§ **Exercise details**: Your task is to retype every entry exactly, omitting nothing.

§ **Records to process**:

===============

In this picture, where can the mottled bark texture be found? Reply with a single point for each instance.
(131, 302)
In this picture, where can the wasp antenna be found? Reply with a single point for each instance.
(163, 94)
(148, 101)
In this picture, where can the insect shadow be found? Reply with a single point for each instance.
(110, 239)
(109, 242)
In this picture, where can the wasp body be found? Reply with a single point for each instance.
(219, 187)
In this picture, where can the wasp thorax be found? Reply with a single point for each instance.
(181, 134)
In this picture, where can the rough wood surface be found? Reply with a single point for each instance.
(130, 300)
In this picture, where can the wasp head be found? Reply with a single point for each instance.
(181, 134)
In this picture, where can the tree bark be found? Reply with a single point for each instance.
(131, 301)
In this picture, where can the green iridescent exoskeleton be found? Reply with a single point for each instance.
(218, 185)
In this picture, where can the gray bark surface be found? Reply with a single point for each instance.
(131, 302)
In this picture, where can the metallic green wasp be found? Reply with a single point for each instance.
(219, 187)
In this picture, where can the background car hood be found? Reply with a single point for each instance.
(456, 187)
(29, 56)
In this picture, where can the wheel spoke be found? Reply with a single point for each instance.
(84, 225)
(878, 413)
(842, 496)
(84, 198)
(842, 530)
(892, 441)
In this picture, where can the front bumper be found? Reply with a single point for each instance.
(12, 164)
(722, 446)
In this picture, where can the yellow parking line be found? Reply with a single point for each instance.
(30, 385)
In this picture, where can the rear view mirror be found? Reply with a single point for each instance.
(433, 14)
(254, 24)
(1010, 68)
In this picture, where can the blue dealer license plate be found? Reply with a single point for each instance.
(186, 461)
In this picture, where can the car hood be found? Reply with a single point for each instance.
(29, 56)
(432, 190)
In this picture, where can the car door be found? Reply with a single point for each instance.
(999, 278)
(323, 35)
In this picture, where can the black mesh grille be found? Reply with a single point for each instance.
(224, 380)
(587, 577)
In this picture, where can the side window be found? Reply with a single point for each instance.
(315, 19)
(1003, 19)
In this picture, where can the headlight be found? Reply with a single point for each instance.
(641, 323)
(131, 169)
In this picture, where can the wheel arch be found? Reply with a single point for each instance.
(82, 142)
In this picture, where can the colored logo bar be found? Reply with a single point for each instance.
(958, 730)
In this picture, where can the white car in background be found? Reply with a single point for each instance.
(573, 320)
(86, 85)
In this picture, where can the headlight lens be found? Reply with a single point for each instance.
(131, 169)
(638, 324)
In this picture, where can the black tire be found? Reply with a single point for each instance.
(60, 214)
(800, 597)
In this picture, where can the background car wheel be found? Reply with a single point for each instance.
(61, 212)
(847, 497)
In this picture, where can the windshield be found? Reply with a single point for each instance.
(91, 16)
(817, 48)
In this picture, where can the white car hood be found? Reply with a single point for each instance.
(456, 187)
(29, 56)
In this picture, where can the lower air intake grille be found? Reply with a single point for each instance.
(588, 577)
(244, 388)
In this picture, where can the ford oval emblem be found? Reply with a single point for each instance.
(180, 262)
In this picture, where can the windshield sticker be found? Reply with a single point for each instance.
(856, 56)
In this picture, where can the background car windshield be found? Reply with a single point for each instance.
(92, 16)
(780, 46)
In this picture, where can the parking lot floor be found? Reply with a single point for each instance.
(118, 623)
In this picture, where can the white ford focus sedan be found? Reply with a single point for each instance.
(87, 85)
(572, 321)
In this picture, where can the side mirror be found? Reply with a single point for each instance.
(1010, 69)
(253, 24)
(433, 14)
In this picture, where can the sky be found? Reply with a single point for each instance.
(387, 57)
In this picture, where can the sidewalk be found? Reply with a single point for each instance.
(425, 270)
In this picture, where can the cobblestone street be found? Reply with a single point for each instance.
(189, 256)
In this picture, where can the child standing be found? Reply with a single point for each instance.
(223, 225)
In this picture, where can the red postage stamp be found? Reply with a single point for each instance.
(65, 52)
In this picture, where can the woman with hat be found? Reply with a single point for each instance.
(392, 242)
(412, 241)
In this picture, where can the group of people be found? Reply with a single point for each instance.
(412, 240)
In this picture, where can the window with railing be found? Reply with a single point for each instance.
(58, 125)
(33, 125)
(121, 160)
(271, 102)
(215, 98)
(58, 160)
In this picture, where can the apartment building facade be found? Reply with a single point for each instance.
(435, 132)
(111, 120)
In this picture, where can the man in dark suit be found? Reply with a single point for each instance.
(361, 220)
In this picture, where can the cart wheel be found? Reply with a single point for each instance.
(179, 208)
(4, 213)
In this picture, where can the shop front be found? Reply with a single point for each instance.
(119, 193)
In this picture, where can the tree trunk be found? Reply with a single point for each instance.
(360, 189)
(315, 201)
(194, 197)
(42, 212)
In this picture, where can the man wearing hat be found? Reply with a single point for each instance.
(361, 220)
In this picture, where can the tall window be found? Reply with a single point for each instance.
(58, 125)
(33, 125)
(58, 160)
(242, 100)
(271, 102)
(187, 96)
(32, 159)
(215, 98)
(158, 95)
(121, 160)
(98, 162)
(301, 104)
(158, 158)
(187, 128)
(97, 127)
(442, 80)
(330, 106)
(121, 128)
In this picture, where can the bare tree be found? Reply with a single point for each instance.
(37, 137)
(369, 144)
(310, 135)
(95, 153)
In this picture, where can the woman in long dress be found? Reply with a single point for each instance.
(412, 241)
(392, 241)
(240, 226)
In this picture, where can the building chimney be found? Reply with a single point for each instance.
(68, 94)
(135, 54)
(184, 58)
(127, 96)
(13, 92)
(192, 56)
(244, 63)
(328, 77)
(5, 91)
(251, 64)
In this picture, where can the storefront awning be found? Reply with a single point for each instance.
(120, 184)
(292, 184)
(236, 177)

===============

§ **Written response**:
In this picture, where can the mottled bark texture be found? Reply with a single point for each instance.
(131, 302)
In this picture, where can the wasp antenna be found? Reply with a single point for each instance.
(163, 94)
(148, 101)
In this picture, where can the insect shadow be found? Reply with a single point for each instance.
(110, 239)
(109, 242)
In this picture, where can the wasp body be found? Reply with a single point for each instance.
(219, 187)
In this picture, where can the wasp thorax be found? Reply with a single point for each instance.
(181, 134)
In this picture, where can the rough wood surface be found? Reply with a single point for each instance.
(130, 300)
In this picture, where can the wasp head be found? Reply with a single point for each instance.
(181, 134)
In this picture, where can the tree bark be found? Reply with a single point for each instance.
(131, 301)
In this picture, where can the green iridescent exoskeleton be found? Reply with a single point for each instance.
(218, 185)
In this picture, where can the gray bark surface be found? Reply with a single point for each instance.
(131, 302)
In this picture, where can the metallic green wasp be found? Reply with a single point for each instance.
(219, 187)
In this picture, where can the background car hood be found? Reply with a single point for each instance.
(456, 187)
(29, 56)
In this picture, where can the wheel spoke be found? Reply with a single point for each instance.
(84, 225)
(878, 413)
(842, 496)
(84, 198)
(842, 530)
(892, 441)
In this picture, where can the front bumper be found? Reply with a single point for each instance.
(12, 164)
(722, 446)
In this picture, where can the yellow parking line be found? Reply with a single point for each instance.
(30, 385)
In this picture, where can the rear view mirror be found? Reply with a single point for each instance.
(433, 14)
(254, 24)
(1010, 68)
In this picture, where can the blue dealer license plate be found? Reply with a single point for each instance.
(186, 461)
In this picture, where can the car hood be found? Reply with a single point for each instance.
(29, 56)
(432, 190)
In this picture, where can the car door be found? Reply with a single point for each instance.
(999, 278)
(323, 35)
In this picture, where can the black mesh grille be found? Reply with a single point for each instance.
(224, 380)
(587, 577)
In this picture, where can the side window be found? Reply with a single point for each instance.
(315, 19)
(1003, 19)
In this picture, where can the headlight be found? Reply with a single point for each instance.
(641, 323)
(131, 169)
In this picture, where can the wheel arch be found? Reply with a single point for each instance.
(82, 142)
In this picture, where can the colored logo bar be found? Reply with a single point for each instance.
(958, 730)
In this picture, where can the white car in background be found? Reply with a single point for each instance.
(573, 320)
(86, 85)
In this picture, where can the headlight lens be found? Reply with a single point for each instance.
(131, 169)
(638, 324)
In this picture, where can the black tire be found? Reply with a single point for each instance.
(60, 214)
(800, 597)
In this picture, where can the background car wheel be found? Reply with a single point for each instance.
(61, 212)
(847, 497)
In this picture, where can the windshield be found? Reply with a single point for each instance.
(91, 16)
(817, 48)
In this picture, where can the white car hood be found? Reply with a single point for each instance.
(456, 187)
(29, 56)
In this picture, where can the lower air intake grille be found? Reply with a single point for each instance.
(588, 577)
(244, 388)
In this picture, where can the ford oval emblem be found? Reply with a single point for each instance.
(180, 262)
In this picture, where can the windshield sticker be found? Reply with a single point for each instance.
(856, 56)
In this picture, where can the background car windshield be found? Reply with a single point for each instance.
(92, 16)
(780, 46)
In this picture, where can the parking lot floor be found? Reply with a single point for each instance.
(118, 623)
In this picture, where can the white ford focus sedan be found? Reply with a single point for each instance.
(87, 85)
(572, 321)
In this picture, where can the side mirror be found? Reply with a single point for each instance.
(1010, 69)
(253, 24)
(433, 14)
In this picture, where can the sky be found? Reply with a single point for each instance.
(387, 57)
In this picture, where can the sidewalk be found? Reply with a single point for each instance.
(425, 270)
In this picture, where can the cobblestone street be found? Reply with a single point for each instance.
(189, 256)
In this picture, where can the child standing be found? Reply with a single point for each instance.
(223, 225)
In this picture, where can the red postage stamp be found? Reply with a single point for each instance.
(65, 52)
In this picture, where can the woman with hat be found? Reply with a single point for each instance.
(392, 242)
(412, 241)
In this picture, where can the group of people be found? Reply with a single point for each instance.
(412, 240)
In this picture, where can the window with railing be found? Reply with a single point for each instance.
(58, 125)
(33, 125)
(121, 160)
(271, 102)
(215, 98)
(58, 160)
In this picture, where can the apartment building facade be found? Reply with a single point for each instance.
(435, 132)
(111, 120)
In this picture, where can the man in dark suit be found? Reply with a single point for each instance.
(361, 220)
In this picture, where can the cart wheel be found? Reply with a single point for each instance.
(179, 208)
(4, 213)
In this picture, where can the shop front be found? Reply with a single point for each instance.
(119, 193)
In this picture, where can the tree trunk be found? Reply with a single point for each instance.
(360, 189)
(315, 201)
(194, 197)
(42, 212)
In this picture, where can the man wearing hat be found? Reply with a single point for each instance.
(361, 220)
In this picture, where can the tall window be found? Reply with a single point for each instance.
(58, 125)
(33, 125)
(58, 160)
(242, 100)
(271, 102)
(187, 96)
(32, 159)
(215, 98)
(158, 95)
(121, 160)
(98, 162)
(301, 104)
(158, 158)
(187, 128)
(97, 127)
(442, 80)
(330, 106)
(121, 128)
In this picture, where can the bare tree be found? Reply with a single point for each instance.
(37, 137)
(369, 144)
(310, 135)
(95, 153)
In this picture, where can the woman in long dress be found? Reply with a single point for each instance.
(412, 241)
(392, 241)
(240, 226)
In this picture, where can the building chimney be found? Reply with a single point for each instance.
(68, 94)
(135, 54)
(184, 58)
(127, 96)
(13, 92)
(192, 56)
(244, 63)
(328, 77)
(5, 91)
(251, 64)
In this picture, where can the storefront awning be found? Reply with a single point for each instance.
(120, 184)
(292, 184)
(236, 177)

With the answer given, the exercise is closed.